Work request
Since each line must match the original, copy out the records with no differences at all.

Entries shown
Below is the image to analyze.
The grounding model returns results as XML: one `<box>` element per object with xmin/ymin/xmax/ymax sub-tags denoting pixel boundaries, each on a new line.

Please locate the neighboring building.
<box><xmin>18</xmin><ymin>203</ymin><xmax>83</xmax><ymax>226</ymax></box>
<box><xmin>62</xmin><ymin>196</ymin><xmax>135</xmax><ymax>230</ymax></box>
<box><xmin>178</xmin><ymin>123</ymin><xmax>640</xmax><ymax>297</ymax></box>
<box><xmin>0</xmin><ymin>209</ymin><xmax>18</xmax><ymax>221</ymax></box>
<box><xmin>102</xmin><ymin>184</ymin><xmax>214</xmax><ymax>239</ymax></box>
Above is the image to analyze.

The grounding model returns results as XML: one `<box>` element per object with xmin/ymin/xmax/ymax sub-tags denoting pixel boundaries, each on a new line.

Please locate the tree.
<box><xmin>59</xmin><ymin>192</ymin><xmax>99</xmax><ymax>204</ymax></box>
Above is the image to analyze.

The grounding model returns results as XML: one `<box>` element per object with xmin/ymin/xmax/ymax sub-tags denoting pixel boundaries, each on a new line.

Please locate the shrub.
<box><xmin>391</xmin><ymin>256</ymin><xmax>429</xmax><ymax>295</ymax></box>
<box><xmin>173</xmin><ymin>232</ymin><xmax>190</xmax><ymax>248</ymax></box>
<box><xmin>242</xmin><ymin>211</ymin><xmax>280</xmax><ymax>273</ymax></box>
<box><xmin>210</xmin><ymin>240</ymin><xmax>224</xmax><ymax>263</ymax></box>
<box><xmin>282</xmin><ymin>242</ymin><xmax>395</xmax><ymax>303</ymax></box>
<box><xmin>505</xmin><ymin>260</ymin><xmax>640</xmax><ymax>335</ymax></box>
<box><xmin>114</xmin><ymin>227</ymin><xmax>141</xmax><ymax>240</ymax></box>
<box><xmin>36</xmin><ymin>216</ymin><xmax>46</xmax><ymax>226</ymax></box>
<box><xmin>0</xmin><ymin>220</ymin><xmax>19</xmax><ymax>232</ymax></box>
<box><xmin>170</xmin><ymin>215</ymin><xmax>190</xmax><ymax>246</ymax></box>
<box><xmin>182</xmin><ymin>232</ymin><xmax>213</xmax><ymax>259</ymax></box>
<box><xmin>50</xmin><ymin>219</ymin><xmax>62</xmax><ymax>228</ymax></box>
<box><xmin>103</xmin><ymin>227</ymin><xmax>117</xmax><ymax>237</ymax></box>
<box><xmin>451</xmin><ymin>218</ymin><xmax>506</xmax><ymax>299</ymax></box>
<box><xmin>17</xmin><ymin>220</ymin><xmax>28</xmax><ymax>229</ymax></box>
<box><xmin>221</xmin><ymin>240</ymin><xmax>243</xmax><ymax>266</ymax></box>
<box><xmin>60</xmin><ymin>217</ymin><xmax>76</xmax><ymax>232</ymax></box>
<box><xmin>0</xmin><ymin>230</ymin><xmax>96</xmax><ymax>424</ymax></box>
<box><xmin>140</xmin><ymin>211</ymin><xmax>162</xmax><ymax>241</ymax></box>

Written reply
Below is the image to analyze.
The grounding model returns results as XML: one `<box>` element per object with xmin/ymin/xmax/ymax sub-tags denoting pixel boundaries, each on a new line.

Please locate the neighboring building.
<box><xmin>18</xmin><ymin>203</ymin><xmax>83</xmax><ymax>226</ymax></box>
<box><xmin>62</xmin><ymin>196</ymin><xmax>135</xmax><ymax>230</ymax></box>
<box><xmin>178</xmin><ymin>123</ymin><xmax>640</xmax><ymax>297</ymax></box>
<box><xmin>0</xmin><ymin>209</ymin><xmax>18</xmax><ymax>221</ymax></box>
<box><xmin>102</xmin><ymin>184</ymin><xmax>214</xmax><ymax>239</ymax></box>
Above is the image to analyze.

The grounding model returns results as XML: one `<box>` element per object with xmin/ymin/xmax/ymax sub-tags denoting pixel boundaries, each on a new line.

Please locate the tree.
<box><xmin>59</xmin><ymin>192</ymin><xmax>99</xmax><ymax>204</ymax></box>
Above is the image to analyze.

The grounding model returns results as XML: one `<box>` element per object with xmin/ymin/xmax/ymax sub-tags denoting pixel boundaries, each on a new line.

Please locate the shrub.
<box><xmin>391</xmin><ymin>256</ymin><xmax>429</xmax><ymax>295</ymax></box>
<box><xmin>173</xmin><ymin>232</ymin><xmax>190</xmax><ymax>248</ymax></box>
<box><xmin>242</xmin><ymin>211</ymin><xmax>280</xmax><ymax>273</ymax></box>
<box><xmin>210</xmin><ymin>240</ymin><xmax>224</xmax><ymax>263</ymax></box>
<box><xmin>282</xmin><ymin>242</ymin><xmax>395</xmax><ymax>303</ymax></box>
<box><xmin>505</xmin><ymin>260</ymin><xmax>640</xmax><ymax>335</ymax></box>
<box><xmin>114</xmin><ymin>227</ymin><xmax>141</xmax><ymax>240</ymax></box>
<box><xmin>36</xmin><ymin>216</ymin><xmax>46</xmax><ymax>226</ymax></box>
<box><xmin>0</xmin><ymin>220</ymin><xmax>19</xmax><ymax>232</ymax></box>
<box><xmin>170</xmin><ymin>215</ymin><xmax>190</xmax><ymax>246</ymax></box>
<box><xmin>182</xmin><ymin>232</ymin><xmax>213</xmax><ymax>259</ymax></box>
<box><xmin>50</xmin><ymin>219</ymin><xmax>62</xmax><ymax>228</ymax></box>
<box><xmin>103</xmin><ymin>227</ymin><xmax>117</xmax><ymax>237</ymax></box>
<box><xmin>451</xmin><ymin>218</ymin><xmax>506</xmax><ymax>299</ymax></box>
<box><xmin>17</xmin><ymin>220</ymin><xmax>28</xmax><ymax>229</ymax></box>
<box><xmin>221</xmin><ymin>240</ymin><xmax>243</xmax><ymax>266</ymax></box>
<box><xmin>60</xmin><ymin>217</ymin><xmax>76</xmax><ymax>232</ymax></box>
<box><xmin>0</xmin><ymin>230</ymin><xmax>96</xmax><ymax>424</ymax></box>
<box><xmin>140</xmin><ymin>211</ymin><xmax>162</xmax><ymax>241</ymax></box>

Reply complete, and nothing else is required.